• _GIVEN PROBLEM_: Return each line from the rows below that contains the word "black".

• _RECORDS FOR THIS EXERCISE_:
---------------

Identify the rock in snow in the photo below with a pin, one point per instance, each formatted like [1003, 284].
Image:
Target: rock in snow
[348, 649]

---------------

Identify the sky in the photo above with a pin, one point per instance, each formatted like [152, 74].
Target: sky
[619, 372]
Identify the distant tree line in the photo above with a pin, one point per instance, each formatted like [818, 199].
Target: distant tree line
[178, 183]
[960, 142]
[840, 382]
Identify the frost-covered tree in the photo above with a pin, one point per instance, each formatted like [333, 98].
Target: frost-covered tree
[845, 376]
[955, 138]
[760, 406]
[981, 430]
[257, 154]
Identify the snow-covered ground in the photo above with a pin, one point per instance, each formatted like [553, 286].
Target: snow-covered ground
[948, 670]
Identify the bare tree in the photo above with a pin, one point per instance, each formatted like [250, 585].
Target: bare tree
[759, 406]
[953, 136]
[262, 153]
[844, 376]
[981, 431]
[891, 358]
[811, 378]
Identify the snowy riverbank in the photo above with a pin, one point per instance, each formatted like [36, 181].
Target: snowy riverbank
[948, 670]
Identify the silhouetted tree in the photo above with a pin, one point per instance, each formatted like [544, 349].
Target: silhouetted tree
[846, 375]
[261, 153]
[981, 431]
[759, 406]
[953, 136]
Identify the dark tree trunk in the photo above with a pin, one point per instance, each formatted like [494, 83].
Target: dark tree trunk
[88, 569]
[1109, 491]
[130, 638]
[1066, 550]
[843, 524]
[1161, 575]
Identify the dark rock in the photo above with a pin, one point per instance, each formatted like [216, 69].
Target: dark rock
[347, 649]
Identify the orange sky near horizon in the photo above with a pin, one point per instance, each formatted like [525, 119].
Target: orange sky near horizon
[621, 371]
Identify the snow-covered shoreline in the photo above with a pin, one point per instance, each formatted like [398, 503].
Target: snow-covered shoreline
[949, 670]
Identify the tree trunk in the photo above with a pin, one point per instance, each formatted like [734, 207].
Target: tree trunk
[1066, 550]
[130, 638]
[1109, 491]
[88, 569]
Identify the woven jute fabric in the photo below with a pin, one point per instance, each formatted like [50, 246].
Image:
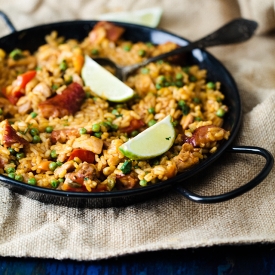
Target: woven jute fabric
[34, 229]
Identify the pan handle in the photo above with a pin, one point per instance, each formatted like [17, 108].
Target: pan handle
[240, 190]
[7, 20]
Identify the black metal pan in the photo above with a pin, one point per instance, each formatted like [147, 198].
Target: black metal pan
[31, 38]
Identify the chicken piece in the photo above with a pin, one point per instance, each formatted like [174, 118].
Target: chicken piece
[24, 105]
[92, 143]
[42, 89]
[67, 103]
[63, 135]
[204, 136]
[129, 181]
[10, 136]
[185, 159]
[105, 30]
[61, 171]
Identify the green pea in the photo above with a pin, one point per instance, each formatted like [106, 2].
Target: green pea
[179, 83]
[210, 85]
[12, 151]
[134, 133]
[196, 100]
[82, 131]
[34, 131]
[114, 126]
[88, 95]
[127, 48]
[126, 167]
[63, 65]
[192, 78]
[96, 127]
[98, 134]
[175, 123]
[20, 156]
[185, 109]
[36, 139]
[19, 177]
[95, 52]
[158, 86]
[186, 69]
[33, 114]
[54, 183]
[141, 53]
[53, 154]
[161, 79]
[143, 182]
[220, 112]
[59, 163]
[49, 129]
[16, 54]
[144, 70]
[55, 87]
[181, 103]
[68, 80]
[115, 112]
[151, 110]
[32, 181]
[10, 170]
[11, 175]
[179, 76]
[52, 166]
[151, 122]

---------------

• _RESPONSE_:
Identify the black metal pan in the photo above with a pin, one point per instance, each formatted like [147, 198].
Target: black metal pan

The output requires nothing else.